Return the material below word for word, but leave out the pictures.

[Location identification items]

____________________

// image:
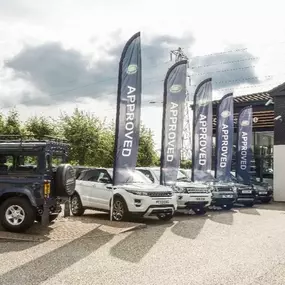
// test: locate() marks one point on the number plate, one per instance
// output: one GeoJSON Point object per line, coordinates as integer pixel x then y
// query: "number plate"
{"type": "Point", "coordinates": [162, 202]}
{"type": "Point", "coordinates": [228, 196]}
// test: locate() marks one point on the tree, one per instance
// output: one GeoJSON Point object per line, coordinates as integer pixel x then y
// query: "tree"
{"type": "Point", "coordinates": [11, 125]}
{"type": "Point", "coordinates": [82, 130]}
{"type": "Point", "coordinates": [147, 155]}
{"type": "Point", "coordinates": [40, 127]}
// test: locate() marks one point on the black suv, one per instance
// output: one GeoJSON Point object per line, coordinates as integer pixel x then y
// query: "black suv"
{"type": "Point", "coordinates": [34, 179]}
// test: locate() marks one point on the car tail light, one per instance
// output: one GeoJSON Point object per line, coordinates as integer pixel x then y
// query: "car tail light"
{"type": "Point", "coordinates": [46, 188]}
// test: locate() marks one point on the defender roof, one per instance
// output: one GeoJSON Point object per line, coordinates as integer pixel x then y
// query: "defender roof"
{"type": "Point", "coordinates": [15, 142]}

____________________

§ Reply
// image:
// test: locate() marks one point on the number plate, one per instance
// output: one GeoJSON Point object per line, coordinates as integer pixel x then y
// query: "number plate"
{"type": "Point", "coordinates": [162, 202]}
{"type": "Point", "coordinates": [228, 196]}
// test: locate() marks one point on the tree, one per instance
// output: one GeoJSON Point object per line, coordinates as integer pixel x then y
// query: "tree"
{"type": "Point", "coordinates": [11, 125]}
{"type": "Point", "coordinates": [82, 130]}
{"type": "Point", "coordinates": [147, 155]}
{"type": "Point", "coordinates": [40, 127]}
// test: locate() marks one point on the black suv, one per instance
// output: one GeoJSON Point object per line, coordinates as integer pixel x then y
// query: "black suv"
{"type": "Point", "coordinates": [34, 179]}
// test: locate() marks one point on the car tail light, one per instance
// output: one GeoJSON Point object per line, coordinates as integer pixel x then y
// query: "car tail light"
{"type": "Point", "coordinates": [46, 188]}
// test: locate() marks one point on the defender roof, one per instance
// output: one GeoJSON Point object per line, coordinates as integer pixel x then y
// query: "defender roof"
{"type": "Point", "coordinates": [15, 142]}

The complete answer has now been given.